## Prompt
From the ICP tutorial below, copy out word for word the passage that opens with "## Point Cloud" and closes with "y0_ = f(x0_)".

## Text block

# Tutorial: Iterative Closest Point (ICP)

• @for Computer vision people
• @author Kai Ruhl
• @since 2021-04

Iterative Closest Point is an algorithm for 3D point cloud registration, i.e. to align two partly overlapping point clouds such that distances are minimized. Failure conditions are:

• If there is no overlap.
• If the overlapping geometry is ambiguous, e.g. two planes or spheres.
• If the initial pose guess is too far off.

Introductions to ICP usually either have no math at all [vid], or alternatively too much of it with almost no explanation (and some steps left out, for fun). So in this tutorial we go through all the math, step by step, even if it takes a good long while. We illustrate everything with plots from Python, more specifically Jupyter QtConsole, which you can install by sudo apt-get install python3-qtconsole jupyter-core and then start with jupyter qtconsole, where we configure SVG with %config InlineBackend.figure_format = 'svg'. You might also need to install numpy and matplotlib [doc] if not yet present.

## Point Cloud Registration

We have a stationary target point cloud $Q$ and a movable point cloud $P$, and we search for a 3D rigid transformation ("pose") of rotation matrix $R_{{\color{gray} 3 \times 3}}$ and translation vector $\vec{t}_{{\color{gray} 3 \times 1}}$ such that $R\cdot\vec{p}_i + \vec{t}$ is near to some spot $q_j$ on the surface spanned by $Q$, similar to what we did in mathematical optimization. In Python:

# jupyter-qtconsole
%config InlineBackend.figure_format = 'svg'
import numpy as np; np.set_printoptions(precision=2, linewidth=100)
import matplotlib.pyplot as plt; import mpl_toolkits.mplot3d

# some (target) surface Q
f   = lambda x : .2*x * np.sin(3.*x)
x0_ = np.linspace(-2.5, +2.0, 30)
y0_ = f(x0_)
z0_ = np.zeros(len(x0_))

## Information shown
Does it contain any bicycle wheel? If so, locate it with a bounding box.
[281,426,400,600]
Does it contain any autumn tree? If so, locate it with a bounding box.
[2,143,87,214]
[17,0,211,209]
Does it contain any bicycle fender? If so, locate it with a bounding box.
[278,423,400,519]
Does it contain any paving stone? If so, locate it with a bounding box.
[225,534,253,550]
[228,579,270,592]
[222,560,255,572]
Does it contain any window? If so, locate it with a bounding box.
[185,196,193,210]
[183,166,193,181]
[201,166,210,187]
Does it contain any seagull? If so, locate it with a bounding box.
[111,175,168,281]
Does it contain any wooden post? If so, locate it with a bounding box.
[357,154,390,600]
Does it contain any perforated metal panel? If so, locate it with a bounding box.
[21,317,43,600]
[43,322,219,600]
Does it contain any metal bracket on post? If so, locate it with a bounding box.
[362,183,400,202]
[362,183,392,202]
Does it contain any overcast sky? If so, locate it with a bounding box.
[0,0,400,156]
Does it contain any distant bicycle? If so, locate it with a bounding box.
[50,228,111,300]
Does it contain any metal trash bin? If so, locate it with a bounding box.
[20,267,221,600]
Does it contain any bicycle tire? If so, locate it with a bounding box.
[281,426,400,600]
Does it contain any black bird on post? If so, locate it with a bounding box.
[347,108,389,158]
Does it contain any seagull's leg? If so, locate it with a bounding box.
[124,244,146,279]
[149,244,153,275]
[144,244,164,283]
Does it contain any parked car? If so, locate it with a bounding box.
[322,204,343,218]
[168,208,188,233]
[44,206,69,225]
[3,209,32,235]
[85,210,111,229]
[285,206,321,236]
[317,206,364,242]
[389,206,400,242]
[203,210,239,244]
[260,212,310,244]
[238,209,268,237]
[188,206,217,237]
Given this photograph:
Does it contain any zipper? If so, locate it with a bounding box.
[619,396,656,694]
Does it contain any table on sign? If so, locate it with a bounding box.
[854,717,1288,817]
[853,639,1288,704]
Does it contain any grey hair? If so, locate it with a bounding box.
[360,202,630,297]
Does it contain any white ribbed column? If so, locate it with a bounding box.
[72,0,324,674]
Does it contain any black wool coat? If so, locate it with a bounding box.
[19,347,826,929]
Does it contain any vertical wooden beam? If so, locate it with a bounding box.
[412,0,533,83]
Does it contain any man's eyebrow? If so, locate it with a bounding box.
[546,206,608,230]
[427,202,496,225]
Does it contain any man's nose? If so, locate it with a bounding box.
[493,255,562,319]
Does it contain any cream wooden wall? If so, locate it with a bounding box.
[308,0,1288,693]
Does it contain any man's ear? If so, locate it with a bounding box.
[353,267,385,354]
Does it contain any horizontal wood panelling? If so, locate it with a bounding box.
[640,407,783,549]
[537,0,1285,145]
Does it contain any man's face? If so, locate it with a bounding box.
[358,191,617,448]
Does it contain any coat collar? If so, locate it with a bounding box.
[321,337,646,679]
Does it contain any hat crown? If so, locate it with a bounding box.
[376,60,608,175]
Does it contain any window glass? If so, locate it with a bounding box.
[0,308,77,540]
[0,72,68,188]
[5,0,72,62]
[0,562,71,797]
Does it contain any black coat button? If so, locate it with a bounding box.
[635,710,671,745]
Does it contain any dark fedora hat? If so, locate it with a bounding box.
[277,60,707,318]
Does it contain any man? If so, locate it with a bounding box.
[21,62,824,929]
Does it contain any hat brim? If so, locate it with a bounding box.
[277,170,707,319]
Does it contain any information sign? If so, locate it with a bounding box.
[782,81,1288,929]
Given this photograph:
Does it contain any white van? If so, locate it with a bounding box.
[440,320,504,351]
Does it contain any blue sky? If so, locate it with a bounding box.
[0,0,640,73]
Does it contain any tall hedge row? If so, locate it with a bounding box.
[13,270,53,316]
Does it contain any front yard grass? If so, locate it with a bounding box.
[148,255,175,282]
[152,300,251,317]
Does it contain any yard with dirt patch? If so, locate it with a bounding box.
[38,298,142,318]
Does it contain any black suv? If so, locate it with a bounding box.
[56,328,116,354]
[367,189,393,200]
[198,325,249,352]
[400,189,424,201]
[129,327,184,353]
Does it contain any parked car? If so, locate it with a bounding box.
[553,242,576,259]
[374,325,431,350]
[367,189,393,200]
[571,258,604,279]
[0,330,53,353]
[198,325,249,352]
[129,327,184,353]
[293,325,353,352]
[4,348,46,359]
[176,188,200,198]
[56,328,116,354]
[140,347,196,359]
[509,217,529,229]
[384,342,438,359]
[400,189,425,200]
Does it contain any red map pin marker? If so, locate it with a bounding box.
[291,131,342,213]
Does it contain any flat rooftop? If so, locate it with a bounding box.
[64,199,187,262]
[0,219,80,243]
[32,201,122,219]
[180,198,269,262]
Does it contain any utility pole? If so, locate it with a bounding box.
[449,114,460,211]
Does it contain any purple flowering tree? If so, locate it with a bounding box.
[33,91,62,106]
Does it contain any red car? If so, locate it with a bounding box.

## Output of the exercise
## Point Cloud Registration

We have a stationary target point cloud $Q$ and a movable point cloud $P$, and we search for a 3D rigid transformation ("pose") of rotation matrix $R_{{\color{gray} 3 \times 3}}$ and translation vector $\vec{t}_{{\color{gray} 3 \times 1}}$ such that $R\cdot\vec{p}_i + \vec{t}$ is near to some spot $q_j$ on the surface spanned by $Q$, similar to what we did in mathematical optimization. In Python:

# jupyter-qtconsole
%config InlineBackend.figure_format = 'svg'
import numpy as np; np.set_printoptions(precision=2, linewidth=100)
import matplotlib.pyplot as plt; import mpl_toolkits.mplot3d

# some (target) surface Q
f   = lambda x : .2*x * np.sin(3.*x)
x0_ = np.linspace(-2.5, +2.0, 30)
y0_ = f(x0_)